• Record extracts
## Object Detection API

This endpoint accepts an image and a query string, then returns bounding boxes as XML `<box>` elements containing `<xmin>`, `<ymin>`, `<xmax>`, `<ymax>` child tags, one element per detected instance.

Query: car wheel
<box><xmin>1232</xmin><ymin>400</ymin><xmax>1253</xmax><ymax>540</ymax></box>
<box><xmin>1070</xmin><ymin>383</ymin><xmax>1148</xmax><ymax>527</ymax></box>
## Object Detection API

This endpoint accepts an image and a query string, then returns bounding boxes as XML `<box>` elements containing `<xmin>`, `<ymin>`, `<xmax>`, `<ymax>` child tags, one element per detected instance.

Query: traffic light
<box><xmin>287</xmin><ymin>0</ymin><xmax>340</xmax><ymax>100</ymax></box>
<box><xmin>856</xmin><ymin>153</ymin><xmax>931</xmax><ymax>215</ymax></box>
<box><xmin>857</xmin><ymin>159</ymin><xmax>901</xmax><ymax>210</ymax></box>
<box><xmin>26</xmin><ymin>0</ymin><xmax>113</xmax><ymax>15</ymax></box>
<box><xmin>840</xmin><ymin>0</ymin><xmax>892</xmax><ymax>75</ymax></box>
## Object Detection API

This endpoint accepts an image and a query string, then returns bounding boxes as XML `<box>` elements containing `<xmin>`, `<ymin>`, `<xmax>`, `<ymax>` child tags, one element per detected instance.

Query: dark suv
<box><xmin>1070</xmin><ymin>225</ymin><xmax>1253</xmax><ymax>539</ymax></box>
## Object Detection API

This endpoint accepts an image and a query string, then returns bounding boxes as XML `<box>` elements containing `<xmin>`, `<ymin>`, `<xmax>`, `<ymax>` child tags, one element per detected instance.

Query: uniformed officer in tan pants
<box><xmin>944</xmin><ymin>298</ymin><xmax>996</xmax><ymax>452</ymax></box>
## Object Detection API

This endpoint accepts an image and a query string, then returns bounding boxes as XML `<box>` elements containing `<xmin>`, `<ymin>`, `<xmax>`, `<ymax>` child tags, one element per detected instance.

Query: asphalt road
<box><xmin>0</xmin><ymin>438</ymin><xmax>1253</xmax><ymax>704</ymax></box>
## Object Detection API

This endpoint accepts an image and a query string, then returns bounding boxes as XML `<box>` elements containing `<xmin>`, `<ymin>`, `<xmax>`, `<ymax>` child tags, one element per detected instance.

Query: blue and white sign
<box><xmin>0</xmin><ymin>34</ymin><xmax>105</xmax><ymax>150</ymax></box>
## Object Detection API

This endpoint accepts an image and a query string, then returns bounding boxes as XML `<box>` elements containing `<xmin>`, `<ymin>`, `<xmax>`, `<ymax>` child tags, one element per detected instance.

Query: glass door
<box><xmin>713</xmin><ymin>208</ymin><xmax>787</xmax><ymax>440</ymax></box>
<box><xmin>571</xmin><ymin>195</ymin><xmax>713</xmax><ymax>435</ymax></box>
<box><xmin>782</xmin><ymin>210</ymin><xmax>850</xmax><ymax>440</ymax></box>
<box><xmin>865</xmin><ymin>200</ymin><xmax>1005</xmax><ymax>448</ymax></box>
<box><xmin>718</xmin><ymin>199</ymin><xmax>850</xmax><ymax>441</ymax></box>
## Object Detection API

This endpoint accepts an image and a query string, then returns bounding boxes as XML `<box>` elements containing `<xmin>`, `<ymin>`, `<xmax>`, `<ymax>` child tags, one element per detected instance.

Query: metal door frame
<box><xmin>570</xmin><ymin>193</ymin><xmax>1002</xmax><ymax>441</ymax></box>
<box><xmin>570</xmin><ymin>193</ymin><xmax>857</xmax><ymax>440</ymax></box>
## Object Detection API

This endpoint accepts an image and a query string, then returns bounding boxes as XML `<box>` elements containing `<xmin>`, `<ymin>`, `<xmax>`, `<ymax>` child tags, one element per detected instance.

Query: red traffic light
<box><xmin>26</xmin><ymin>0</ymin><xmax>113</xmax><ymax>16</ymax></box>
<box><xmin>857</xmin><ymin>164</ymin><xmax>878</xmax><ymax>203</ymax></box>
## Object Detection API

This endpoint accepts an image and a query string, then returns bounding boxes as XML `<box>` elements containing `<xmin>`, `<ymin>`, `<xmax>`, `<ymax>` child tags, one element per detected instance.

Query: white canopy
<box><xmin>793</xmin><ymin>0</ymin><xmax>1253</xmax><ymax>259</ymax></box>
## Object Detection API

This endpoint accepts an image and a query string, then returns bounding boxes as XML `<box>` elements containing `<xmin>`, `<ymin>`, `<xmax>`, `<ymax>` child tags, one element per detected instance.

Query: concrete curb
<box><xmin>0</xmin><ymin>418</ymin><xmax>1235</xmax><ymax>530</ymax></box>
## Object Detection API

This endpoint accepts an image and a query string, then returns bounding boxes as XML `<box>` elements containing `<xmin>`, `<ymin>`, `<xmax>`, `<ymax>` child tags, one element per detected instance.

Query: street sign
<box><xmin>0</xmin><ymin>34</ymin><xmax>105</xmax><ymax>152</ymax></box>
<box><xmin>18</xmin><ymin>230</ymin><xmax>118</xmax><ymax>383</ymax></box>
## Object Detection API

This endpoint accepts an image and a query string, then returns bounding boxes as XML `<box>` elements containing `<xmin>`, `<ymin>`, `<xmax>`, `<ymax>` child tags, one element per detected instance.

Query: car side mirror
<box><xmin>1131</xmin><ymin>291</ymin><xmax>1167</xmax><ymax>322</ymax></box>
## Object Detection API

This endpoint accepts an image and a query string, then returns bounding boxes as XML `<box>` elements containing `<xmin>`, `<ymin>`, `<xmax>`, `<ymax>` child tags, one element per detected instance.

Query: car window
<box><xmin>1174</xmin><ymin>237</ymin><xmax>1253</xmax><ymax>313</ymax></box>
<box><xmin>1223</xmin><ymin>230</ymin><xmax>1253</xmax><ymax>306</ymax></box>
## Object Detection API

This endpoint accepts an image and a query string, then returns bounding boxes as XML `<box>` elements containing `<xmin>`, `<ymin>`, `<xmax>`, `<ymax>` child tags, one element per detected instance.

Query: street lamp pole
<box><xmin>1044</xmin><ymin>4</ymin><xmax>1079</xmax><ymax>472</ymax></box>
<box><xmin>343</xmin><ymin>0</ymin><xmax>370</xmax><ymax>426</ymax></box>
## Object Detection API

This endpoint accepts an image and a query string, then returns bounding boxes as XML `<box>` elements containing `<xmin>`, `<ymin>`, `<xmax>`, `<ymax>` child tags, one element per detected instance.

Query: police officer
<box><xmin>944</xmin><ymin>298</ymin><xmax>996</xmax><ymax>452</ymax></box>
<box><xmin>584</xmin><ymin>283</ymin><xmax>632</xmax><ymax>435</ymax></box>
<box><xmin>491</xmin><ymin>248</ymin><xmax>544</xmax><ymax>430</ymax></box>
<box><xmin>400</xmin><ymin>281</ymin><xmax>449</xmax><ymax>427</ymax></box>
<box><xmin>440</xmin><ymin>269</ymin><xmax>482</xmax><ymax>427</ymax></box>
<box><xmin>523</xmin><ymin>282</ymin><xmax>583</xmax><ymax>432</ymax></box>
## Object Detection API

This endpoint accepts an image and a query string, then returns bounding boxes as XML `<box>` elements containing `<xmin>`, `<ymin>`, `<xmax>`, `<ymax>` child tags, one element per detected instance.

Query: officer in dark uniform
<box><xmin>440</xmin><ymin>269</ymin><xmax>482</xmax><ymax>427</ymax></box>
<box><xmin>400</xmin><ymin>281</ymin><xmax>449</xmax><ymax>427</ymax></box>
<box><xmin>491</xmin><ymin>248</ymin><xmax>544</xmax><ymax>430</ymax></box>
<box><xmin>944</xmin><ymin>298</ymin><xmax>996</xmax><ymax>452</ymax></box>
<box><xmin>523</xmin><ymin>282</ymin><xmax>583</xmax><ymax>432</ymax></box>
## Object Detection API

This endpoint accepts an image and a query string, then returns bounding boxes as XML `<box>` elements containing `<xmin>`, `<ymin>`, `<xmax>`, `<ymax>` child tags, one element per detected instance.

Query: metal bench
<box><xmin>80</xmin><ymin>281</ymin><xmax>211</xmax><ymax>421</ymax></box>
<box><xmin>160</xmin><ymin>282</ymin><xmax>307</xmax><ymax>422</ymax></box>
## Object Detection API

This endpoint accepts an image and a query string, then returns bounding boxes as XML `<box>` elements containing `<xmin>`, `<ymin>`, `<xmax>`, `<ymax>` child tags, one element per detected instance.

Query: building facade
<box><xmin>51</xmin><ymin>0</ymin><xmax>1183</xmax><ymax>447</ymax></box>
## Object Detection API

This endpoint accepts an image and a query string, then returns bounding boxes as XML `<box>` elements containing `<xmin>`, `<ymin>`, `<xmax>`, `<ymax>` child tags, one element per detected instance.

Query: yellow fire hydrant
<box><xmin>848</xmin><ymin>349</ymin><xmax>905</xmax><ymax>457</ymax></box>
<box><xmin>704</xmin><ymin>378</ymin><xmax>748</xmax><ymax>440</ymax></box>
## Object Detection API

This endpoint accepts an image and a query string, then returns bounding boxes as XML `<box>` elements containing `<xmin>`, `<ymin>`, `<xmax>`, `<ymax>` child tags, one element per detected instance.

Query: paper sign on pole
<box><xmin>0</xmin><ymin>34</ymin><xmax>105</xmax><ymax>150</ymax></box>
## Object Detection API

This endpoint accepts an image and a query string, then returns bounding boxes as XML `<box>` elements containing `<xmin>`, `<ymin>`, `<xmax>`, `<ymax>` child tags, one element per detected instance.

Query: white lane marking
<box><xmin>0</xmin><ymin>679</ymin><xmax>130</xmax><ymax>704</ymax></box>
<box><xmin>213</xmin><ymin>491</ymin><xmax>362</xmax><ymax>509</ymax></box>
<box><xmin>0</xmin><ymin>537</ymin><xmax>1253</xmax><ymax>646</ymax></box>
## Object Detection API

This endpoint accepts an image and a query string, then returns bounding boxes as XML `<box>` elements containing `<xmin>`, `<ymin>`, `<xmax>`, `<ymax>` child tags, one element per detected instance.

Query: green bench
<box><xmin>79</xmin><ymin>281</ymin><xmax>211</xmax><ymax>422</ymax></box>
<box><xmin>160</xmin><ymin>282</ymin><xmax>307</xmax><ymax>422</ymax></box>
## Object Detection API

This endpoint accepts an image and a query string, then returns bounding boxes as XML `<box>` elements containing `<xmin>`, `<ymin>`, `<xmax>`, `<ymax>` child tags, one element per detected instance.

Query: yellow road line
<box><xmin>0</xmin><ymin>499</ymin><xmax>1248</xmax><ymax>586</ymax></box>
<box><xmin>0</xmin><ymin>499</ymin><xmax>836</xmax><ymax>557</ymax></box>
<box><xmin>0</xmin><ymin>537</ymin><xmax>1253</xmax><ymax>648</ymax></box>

• Task directions
Pull out every line of the listing above that contains the word "white", and copy each one unchanged.

• Answer
Query: blue and white sign
Query: white canopy
Query: white lane marking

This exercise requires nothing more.